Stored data
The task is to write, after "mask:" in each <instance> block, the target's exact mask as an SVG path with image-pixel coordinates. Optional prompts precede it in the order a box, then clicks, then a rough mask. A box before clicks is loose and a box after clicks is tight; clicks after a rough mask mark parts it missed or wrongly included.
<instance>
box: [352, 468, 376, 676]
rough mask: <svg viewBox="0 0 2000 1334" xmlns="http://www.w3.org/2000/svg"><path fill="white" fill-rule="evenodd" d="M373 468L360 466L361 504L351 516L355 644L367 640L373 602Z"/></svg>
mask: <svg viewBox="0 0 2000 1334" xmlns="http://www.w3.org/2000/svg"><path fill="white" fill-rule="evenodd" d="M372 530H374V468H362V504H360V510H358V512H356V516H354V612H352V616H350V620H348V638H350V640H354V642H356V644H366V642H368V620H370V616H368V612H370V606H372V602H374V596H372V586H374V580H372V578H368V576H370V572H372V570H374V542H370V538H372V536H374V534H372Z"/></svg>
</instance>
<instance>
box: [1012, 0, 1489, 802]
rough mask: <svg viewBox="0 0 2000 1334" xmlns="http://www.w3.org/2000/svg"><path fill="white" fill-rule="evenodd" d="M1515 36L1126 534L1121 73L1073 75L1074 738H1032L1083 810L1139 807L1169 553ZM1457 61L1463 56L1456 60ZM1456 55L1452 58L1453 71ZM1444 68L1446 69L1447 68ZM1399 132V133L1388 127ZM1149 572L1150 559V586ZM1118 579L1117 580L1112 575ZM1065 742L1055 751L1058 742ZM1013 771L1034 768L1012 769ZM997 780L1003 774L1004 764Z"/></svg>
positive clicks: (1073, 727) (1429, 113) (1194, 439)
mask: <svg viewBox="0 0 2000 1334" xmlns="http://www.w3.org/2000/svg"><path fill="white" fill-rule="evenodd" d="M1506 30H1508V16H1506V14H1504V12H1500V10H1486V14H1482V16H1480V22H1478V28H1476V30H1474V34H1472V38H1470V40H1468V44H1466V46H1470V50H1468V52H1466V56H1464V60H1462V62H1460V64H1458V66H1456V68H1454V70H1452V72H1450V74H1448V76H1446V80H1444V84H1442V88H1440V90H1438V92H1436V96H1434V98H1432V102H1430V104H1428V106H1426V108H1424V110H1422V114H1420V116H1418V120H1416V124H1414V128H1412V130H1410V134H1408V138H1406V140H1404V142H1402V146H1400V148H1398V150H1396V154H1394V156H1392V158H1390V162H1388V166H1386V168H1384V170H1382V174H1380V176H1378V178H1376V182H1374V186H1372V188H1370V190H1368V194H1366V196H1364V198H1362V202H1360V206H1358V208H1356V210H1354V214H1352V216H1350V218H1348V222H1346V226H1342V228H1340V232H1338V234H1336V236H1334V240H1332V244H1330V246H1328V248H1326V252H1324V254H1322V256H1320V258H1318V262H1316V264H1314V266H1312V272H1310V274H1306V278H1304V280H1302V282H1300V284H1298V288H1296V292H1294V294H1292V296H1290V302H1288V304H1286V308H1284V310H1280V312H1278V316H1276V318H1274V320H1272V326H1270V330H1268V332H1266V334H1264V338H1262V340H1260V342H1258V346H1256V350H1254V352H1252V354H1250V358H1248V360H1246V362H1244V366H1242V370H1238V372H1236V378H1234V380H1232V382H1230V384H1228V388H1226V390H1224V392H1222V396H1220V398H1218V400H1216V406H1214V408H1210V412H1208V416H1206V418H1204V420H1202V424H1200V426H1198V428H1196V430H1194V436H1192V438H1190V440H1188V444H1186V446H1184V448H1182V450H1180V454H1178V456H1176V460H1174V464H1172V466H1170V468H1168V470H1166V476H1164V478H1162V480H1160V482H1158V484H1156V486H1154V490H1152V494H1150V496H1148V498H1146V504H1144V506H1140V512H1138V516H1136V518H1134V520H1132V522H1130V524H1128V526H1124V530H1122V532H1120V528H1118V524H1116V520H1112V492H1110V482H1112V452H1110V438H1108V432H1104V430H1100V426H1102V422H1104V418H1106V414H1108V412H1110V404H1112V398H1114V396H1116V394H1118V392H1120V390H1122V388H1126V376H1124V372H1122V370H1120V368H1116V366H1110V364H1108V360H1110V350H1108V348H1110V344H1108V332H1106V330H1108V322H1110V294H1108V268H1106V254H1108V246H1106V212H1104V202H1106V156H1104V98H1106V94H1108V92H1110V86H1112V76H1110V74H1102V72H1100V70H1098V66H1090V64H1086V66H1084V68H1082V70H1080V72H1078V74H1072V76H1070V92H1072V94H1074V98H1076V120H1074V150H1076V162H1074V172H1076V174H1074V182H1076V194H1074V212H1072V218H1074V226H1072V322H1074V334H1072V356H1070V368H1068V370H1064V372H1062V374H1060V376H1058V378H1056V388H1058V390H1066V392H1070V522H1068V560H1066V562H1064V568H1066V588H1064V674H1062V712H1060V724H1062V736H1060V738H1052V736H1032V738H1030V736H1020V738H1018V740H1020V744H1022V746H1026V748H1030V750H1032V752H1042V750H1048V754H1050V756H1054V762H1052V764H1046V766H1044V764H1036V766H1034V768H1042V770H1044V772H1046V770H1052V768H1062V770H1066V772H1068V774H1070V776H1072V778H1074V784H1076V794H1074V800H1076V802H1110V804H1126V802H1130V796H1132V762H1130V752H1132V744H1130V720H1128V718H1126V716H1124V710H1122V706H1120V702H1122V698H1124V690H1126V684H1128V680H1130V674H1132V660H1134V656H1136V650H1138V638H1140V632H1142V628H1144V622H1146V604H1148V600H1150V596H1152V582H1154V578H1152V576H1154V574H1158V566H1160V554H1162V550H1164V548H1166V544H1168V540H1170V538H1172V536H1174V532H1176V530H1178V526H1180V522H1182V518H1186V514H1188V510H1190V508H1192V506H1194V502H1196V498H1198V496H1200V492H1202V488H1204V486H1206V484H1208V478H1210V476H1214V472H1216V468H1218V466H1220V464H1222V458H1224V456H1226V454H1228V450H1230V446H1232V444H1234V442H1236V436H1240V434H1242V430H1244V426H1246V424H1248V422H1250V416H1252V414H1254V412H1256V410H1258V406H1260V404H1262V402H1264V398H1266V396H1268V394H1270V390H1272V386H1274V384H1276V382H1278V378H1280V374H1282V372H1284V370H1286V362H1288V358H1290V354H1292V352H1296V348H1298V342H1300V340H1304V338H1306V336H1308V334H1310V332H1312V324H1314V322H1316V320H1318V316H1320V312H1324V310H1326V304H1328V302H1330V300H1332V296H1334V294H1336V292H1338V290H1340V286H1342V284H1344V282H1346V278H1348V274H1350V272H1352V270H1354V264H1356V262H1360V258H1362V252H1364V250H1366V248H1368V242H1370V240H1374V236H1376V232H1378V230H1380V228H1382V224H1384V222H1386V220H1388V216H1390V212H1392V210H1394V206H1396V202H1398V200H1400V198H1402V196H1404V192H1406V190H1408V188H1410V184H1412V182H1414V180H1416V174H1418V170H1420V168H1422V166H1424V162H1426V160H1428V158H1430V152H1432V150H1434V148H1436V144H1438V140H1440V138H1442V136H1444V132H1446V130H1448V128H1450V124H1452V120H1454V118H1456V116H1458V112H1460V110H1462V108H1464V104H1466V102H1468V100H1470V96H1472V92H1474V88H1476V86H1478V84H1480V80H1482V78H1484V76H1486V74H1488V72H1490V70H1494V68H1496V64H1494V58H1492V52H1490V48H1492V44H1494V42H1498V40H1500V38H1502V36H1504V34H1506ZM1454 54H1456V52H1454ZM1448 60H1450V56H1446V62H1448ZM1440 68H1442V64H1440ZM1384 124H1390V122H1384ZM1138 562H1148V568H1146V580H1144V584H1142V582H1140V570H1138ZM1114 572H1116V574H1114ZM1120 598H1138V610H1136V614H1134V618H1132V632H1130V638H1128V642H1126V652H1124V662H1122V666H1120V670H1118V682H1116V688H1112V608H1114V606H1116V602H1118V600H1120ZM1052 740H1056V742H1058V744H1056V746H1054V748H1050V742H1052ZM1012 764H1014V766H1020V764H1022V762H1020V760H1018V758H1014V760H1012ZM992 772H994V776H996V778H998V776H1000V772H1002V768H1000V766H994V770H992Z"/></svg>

• EXERCISE DIRECTIONS:
Gather every line of the records that contains the string "instance", matching case exactly.

• ANSWER BOX:
The task is to write, after "mask:" in each <instance> block, the target's exact mask as an SVG path with image-pixel coordinates. Optional prompts precede it in the order a box, then clicks, then a rough mask. A box before clicks is loose and a box after clicks is tight; clicks after a rough mask mark parts it missed or wrongly included.
<instance>
</instance>
<instance>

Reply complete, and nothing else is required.